> TASK PROMPT
Extract, exactly as written, all lines of the material below from the line that includes "Could you put a marker on the gold" through its last line.

> DATA FOR THIS EXERCISE
════

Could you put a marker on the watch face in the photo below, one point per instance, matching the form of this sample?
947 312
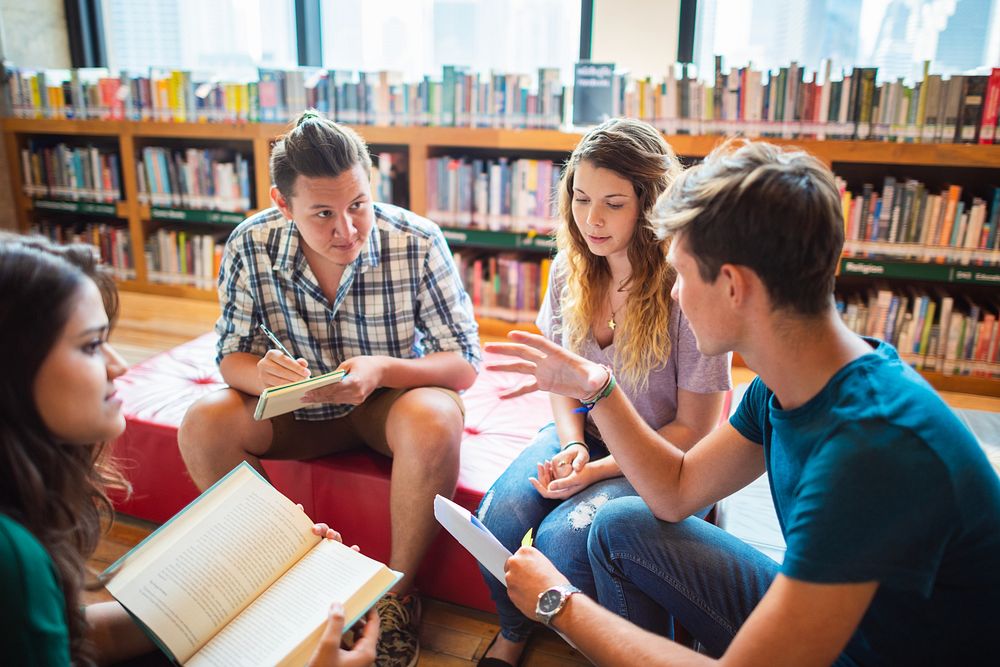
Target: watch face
549 601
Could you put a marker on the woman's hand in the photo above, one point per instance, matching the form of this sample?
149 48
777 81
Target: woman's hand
553 367
571 459
330 652
560 488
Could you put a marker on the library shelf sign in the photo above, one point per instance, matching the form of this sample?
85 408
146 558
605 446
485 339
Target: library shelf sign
593 99
197 215
499 240
86 207
977 275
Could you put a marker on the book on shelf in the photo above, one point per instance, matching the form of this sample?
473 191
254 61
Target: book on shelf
505 286
931 329
238 577
194 178
907 220
73 173
113 242
498 194
184 257
284 398
789 102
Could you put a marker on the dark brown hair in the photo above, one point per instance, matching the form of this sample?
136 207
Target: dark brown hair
55 490
316 147
776 211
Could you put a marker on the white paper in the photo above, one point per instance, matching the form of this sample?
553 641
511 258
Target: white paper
472 535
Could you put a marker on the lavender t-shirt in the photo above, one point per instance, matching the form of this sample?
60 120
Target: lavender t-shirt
686 367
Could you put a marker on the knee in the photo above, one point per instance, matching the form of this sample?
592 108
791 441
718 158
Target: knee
429 421
615 519
210 422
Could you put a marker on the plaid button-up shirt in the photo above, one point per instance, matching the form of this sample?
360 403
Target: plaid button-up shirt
402 297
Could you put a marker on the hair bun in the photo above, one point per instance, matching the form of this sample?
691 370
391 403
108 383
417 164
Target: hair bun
308 114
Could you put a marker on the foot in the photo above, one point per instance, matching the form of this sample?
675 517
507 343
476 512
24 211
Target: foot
399 641
505 650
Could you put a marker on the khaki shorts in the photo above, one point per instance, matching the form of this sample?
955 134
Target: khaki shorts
297 439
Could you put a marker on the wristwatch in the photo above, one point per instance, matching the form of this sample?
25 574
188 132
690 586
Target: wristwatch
552 601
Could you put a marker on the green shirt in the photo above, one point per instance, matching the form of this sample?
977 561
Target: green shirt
33 627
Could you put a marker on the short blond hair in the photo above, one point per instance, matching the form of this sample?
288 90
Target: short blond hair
774 210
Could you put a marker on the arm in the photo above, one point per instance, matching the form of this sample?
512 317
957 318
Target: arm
113 633
697 414
796 623
673 483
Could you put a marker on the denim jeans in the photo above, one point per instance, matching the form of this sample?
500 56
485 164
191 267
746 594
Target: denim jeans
650 571
561 527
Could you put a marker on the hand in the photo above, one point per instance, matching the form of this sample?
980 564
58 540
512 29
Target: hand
276 368
364 375
330 653
529 573
554 368
560 488
570 459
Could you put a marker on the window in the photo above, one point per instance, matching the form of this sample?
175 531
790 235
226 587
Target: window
225 38
896 36
417 37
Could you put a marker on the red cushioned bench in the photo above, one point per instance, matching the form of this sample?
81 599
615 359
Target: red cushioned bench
349 491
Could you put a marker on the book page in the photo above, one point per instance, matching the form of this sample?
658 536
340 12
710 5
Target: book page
203 580
288 397
287 620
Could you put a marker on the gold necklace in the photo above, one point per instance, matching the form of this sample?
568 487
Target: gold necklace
611 321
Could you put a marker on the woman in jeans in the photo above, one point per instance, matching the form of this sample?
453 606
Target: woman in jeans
608 299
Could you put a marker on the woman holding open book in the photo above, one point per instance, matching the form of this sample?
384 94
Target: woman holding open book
608 300
57 410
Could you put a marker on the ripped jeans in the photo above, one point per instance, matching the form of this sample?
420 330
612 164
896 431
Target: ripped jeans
561 527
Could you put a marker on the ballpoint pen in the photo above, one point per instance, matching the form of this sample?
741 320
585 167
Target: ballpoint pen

════

> EXPECTED OUTPUT
Could you put a marker on the gold necklace in the photo above, one point per instance, matching the form of this sample?
568 487
Target: gold necklace
611 321
Could you put a marker on the woman in jeans in the photo above, one point per instance, matching the form of this sample?
453 606
Target: woman in jeans
608 299
Could you put a marker on the woman holding open book in the photo above, one point per instance, matching the form of this sample?
384 94
Target: woman holding open book
608 300
57 410
Could you put a marker on the ripped jeans in the photo above, one point per instance, matching the form of this sample?
420 330
612 164
896 431
Target: ripped jeans
561 527
Could you put a marker on the ballpoint pen in the photo above, one point per instance, matching the form of this sample?
741 320
585 167
Target: ballpoint pen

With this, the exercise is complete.